Your gift puts specific improvements into action, like biotechnology and molecular genetics lab equipment—or strengthening Michigan Tech's leadership in the biomaterials boom. Because of you, we can continue our world-record predator-prey studies. Or provide travel for students, faculty, and staff to present our work, and collaborate in powerful venues. Your gift pays for learn-by-doing activities—like managing area forests, tending local trails, tapping into the maple-syrup trade—that create remarkable (and marketable) students. Thank you!
Put simply, it's one of the things Michigan Tech is most known for, generating just as many headlines as winter carnival snow statues or Husky Hockey. The Isle Royale wolf-moose study, the longest-running predator-prey study in the world, garners international prestige and ongoing national publicity for the University—and engages the public and the scientific community in passionate discussion and relevant research. Our goal: an endowed faculty position in predator-prey relationships to oversee continuation of these vital studies.

Extracted information:
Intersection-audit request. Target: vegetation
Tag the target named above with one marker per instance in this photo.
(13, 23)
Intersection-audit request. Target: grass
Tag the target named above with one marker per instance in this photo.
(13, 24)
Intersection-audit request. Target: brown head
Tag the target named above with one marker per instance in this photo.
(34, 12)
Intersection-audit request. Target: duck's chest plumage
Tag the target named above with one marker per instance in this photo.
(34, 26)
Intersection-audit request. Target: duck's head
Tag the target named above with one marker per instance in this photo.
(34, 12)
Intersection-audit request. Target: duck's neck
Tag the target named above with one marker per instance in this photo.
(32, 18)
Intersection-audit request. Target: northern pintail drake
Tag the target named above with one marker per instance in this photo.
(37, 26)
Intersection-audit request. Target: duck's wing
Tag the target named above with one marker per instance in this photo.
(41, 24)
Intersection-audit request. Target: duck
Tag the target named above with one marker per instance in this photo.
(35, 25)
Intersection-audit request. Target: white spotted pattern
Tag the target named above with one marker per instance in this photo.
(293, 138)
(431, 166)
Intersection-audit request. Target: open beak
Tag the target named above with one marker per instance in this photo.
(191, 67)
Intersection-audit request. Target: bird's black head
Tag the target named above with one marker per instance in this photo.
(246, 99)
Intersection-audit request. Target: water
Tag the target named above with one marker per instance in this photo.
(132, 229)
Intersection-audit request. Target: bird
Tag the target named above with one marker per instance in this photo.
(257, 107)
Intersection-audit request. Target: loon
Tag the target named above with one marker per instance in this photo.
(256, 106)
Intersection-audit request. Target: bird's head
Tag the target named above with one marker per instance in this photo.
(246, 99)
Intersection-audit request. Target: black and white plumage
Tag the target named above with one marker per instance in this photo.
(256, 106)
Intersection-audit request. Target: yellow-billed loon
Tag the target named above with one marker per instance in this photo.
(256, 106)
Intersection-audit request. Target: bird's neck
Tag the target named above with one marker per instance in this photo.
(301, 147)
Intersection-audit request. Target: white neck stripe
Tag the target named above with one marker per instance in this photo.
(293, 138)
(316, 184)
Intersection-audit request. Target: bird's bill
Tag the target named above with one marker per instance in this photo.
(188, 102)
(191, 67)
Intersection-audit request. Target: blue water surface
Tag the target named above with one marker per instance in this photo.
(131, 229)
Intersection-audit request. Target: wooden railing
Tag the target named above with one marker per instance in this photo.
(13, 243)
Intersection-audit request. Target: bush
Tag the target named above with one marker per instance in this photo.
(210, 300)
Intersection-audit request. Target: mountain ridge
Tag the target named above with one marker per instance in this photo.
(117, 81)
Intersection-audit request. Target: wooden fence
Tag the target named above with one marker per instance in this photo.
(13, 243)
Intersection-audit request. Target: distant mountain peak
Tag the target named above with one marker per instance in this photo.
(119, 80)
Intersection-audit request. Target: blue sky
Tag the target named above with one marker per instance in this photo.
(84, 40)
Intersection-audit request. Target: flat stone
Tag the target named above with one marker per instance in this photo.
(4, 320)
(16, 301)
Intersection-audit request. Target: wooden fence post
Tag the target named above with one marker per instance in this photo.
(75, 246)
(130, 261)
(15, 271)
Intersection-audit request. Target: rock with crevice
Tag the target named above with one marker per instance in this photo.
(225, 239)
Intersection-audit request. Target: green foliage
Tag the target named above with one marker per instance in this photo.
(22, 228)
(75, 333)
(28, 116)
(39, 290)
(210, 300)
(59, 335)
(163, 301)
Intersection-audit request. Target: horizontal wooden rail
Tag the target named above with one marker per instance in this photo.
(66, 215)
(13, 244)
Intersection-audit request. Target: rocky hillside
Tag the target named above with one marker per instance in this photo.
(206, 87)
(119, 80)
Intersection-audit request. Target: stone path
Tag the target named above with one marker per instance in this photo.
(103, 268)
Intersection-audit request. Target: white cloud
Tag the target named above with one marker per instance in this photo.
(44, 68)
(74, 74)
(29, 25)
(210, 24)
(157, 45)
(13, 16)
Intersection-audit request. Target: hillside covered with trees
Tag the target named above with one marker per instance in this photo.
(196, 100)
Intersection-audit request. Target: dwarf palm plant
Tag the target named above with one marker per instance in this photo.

List of tasks:
**1)** Do these statements agree with the Michigan Tech giving passage? For each, answer yes or no and quote the words from the passage that decide it.
(a) The Isle Royale wolf-moose study is the longest-running predator-prey study in the world.
(b) The stated goal is an endowed faculty position in biomaterials.
(c) Gifts pay for students to manage area forests.
**2)** How would you translate this sentence from the Michigan Tech giving passage into Spanish: "Because of you, we can continue our world-record predator-prey studies."

Solutions to the problems:
**1)**
(a) Yes: "The Isle Royale wolf-moose study, the longest-running predator-prey study in the world"
(b) No: "Our goal: an endowed faculty position in predator-prey relationships"
(c) Yes: "Your gift pays for learn-by-doing activities—like managing area forests"

**2)** Gracias a usted, podemos continuar nuestros estudios de depredador y presa, que son récord mundial.